STREAM / STREAM2 results and bugs

From: Anglade Pierre-Matthieu <>
Date: Thu Feb 19 2009 - 06:52:35 CST

Dear Sir,

I have enjoyed using your STREAM benchmarking software and in return I
would like to first submit you two very slight changes that could
improve very slightly some pieces from your code.
1) I have noticed at the beginning of mysecond.c the following piece
of code :"""
double mysecond_()
double mysecond()
And would suggest the simpler (from the user point of view) : """
double mysecond();
double mysecond_(){return mysecond();}
This would avoid having to define the UNDERSCORE variable at compile time.

2) Running the OpenMP version I have noticed that the average time is
always smaller than the minimum time. Although this is not really
annoying it's still quite surprising and I would suggest replacing
line 243 in stream_omp.c :"""
avgtime[j] = avgtime[j]/(double)NTIMES;"""
by : """
avgtime[j] = avgtime[j]/(double)(NTIMES-1);"""

>From the website I have
seen that you are collecting some benchmark results on various
systems. In case it is of any interest for you I am joining the
results obtained on my own machines.
Both computers run under fedora core 10 and use gcc 4.3.2-7. On both
computers I've used the following flags for compilation :
-march=native -O3 -fomit-frame-pointer, and except for MPI run, -static.

-- Data section --
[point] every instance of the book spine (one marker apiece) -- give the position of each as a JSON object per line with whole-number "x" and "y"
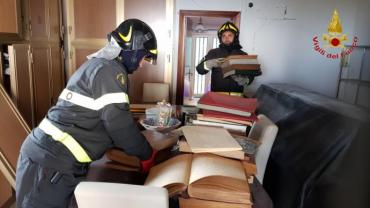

-- Directives --
**1.** Answer these about the STREAM benchmark message:
(a) Which gcc version do both computers use?
(b) Which line in stream_omp.c does the writer suggest replacing?
(c) What would the first suggested change avoid having to define at compile time?
**2.** Write the next few sentences of the STREAM benchmark message, picking up right after its final sentence.
The material above is separate from the STREAM benchmark message and plays no part in what follows from it.

-- Answer list --
**1.**
(a) gcc 4.3.2-7
(b) Line 243
(c) The UNDERSCORE variable

**2.**
The computer hereafter designed as nocona contains a 2.66 GHz intel
core 2 duo E6750 on intel G35 chipset with 2GB of DDR2SDRAM running at
The computer hereafter designed as barcelona contains two 2.1 GHz amd
barcelona 2352 on nvidia nforce 3600 chipset with 8x1GB of DDR2SDRAM
running at 800MHz.
The joined tar.gz file contains test results in various files labeled
as follows:
"number of threads/processes"-"number of mega double"-"computer"-"parallel lib"
where the number of threads/process is either single, two, four or eight ;
the number of mega double is 2, 8 or 32 ;
the computer can be nocona or barcelona ;
the parallel lib is either nothing, omp for openMP threading, or mpi
for openMPI multiprocess runs.
I'm also joining the results obtained for single threaded STREAM2
benchmark both as two separates files and as a postscript plot. I'm
finding those a bit strange regarding the discrepancy between
barcelona's performance in cached DAXPY, and COPY and SUM benchmarks.
According to your experience, could this be a compiler optimization
problem ?

With many thanks and best regards.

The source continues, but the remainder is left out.